Célines Fazit gegen Ende des Romans, er selber sei böse, ist das traurige Eingeständnis, dass die Welt uns mit ihrer grotesken Bosheit, trotz unseres Bemühens, uns dem Guten zuzuwenden, zwangsläufig zu widerwärtigen Kreaturen macht.
In den ganzen 600 Seiten lässt sich seine verbitterte Enttäuschung über den Menschen spüren, die sich später in einen Hass auf alles Jüdische tranformierte. Célines Antisemitismus, der in seiner radikalen Form erst Jahre nach dem Erscheinen der „Reise“ zu Tage trat, hat m. E. einen psychotischen Charakter, der nicht ohne die Lektüre der „Reise“ verstanden werden kann. Ihm – einem Menschen, der bis zu seinem Tod als Armenarzt in Paris arbeitete – pauschal Menschenverachtung zu unterstellen, ist zu einfach gedacht. Einen konkret Schuldigen für die menschliche Misere auszumachen war für ihn aus einer geistigen Schwäche heraus auf Dauer vermutlich bequemer und vor allem einfacher zu ertragen, als die Ursache in der menschlichen Natur zu sehen.

*Einträge*
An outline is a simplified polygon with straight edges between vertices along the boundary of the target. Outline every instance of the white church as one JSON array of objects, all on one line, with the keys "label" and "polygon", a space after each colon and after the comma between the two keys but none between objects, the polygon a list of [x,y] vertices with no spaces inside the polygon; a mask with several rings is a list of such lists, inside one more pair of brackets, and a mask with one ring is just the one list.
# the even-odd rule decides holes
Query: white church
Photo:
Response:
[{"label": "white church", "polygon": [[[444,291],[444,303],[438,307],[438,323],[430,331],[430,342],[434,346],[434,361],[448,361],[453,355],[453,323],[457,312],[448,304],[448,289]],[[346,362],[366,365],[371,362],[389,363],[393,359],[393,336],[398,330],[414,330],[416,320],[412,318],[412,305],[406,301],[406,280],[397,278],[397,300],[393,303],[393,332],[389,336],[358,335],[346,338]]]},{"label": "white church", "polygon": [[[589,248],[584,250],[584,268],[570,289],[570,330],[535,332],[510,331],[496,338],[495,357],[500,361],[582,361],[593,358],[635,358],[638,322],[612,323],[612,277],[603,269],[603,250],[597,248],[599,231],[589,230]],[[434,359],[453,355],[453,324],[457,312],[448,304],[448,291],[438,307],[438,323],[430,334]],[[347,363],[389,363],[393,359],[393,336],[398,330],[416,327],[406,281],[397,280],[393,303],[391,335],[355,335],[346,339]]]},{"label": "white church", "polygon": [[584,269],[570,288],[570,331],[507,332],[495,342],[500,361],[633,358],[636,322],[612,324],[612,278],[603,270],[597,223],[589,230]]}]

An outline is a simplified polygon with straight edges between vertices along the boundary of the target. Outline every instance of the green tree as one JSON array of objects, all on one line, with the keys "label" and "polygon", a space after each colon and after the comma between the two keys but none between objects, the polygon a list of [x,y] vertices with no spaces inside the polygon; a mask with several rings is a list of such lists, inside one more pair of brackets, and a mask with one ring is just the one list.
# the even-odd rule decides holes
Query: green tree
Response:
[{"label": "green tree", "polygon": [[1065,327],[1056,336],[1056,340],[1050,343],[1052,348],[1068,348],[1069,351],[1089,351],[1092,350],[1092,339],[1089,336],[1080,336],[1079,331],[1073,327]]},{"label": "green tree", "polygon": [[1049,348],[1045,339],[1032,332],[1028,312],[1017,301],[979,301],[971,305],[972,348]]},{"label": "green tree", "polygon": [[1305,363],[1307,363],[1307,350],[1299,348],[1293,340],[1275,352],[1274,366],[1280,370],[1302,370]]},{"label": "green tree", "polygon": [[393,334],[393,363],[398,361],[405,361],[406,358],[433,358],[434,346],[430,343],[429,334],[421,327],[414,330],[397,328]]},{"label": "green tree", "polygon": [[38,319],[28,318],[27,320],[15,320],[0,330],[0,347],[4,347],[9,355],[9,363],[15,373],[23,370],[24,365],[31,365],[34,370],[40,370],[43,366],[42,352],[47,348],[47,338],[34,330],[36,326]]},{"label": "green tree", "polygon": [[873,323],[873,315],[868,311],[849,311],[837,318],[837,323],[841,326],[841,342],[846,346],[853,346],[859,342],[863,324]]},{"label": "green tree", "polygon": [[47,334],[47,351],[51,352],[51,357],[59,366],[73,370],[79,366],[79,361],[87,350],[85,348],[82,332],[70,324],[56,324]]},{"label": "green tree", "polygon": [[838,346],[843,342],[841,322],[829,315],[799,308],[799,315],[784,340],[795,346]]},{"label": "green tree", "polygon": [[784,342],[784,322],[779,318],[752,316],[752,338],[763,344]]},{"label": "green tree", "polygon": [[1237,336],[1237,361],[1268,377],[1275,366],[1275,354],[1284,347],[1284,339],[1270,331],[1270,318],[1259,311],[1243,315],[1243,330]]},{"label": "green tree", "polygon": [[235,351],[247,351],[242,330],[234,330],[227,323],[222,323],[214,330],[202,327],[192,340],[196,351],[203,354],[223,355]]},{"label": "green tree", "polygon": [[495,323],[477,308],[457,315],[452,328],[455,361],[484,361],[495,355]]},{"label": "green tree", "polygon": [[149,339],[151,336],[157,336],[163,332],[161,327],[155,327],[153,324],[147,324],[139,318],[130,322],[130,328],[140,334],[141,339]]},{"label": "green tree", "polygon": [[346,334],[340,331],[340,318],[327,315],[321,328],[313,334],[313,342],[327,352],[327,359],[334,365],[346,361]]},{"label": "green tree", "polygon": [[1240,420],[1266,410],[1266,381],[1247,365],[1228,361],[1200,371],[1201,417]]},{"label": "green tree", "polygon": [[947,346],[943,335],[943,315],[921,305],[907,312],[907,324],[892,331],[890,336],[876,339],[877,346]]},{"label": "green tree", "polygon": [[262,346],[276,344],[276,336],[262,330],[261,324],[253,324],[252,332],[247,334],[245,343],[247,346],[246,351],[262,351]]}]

*Aufgaben*
1. Gib die Passage im Textauszug von „In den ganzen“ bis „Natur zu sehen.“ erneut wieder und tausche dabei „Armenarzt“ gegen „Landarzt“ aus.
2. Übersetze bitte diesen Satz aus dem Textauszug ins Englische: „Ihm – einem Menschen, der bis zu seinem Tod als Armenarzt in Paris arbeitete – pauschal Menschenverachtung zu unterstellen, ist zu einfach gedacht.“

*Lösungen zur Übung*
1.
In den ganzen 600 Seiten lässt sich seine verbitterte Enttäuschung über den Menschen spüren, die sich später in einen Hass auf alles Jüdische tranformierte. Célines Antisemitismus, der in seiner radikalen Form erst Jahre nach dem Erscheinen der „Reise“ zu Tage trat, hat m. E. einen psychotischen Charakter, der nicht ohne die Lektüre der „Reise“ verstanden werden kann. Ihm – einem Menschen, der bis zu seinem Tod als Landarzt in Paris arbeitete – pauschal Menschenverachtung zu unterstellen, ist zu einfach gedacht. Einen konkret Schuldigen für die menschliche Misere auszumachen war für ihn aus einer geistigen Schwäche heraus auf Dauer vermutlich bequemer und vor allem einfacher zu ertragen, als die Ursache in der menschlichen Natur zu sehen.

2. To accuse him – a man who worked as a doctor to the poor in Paris until his death – of a blanket contempt for humanity is too simplistic a view.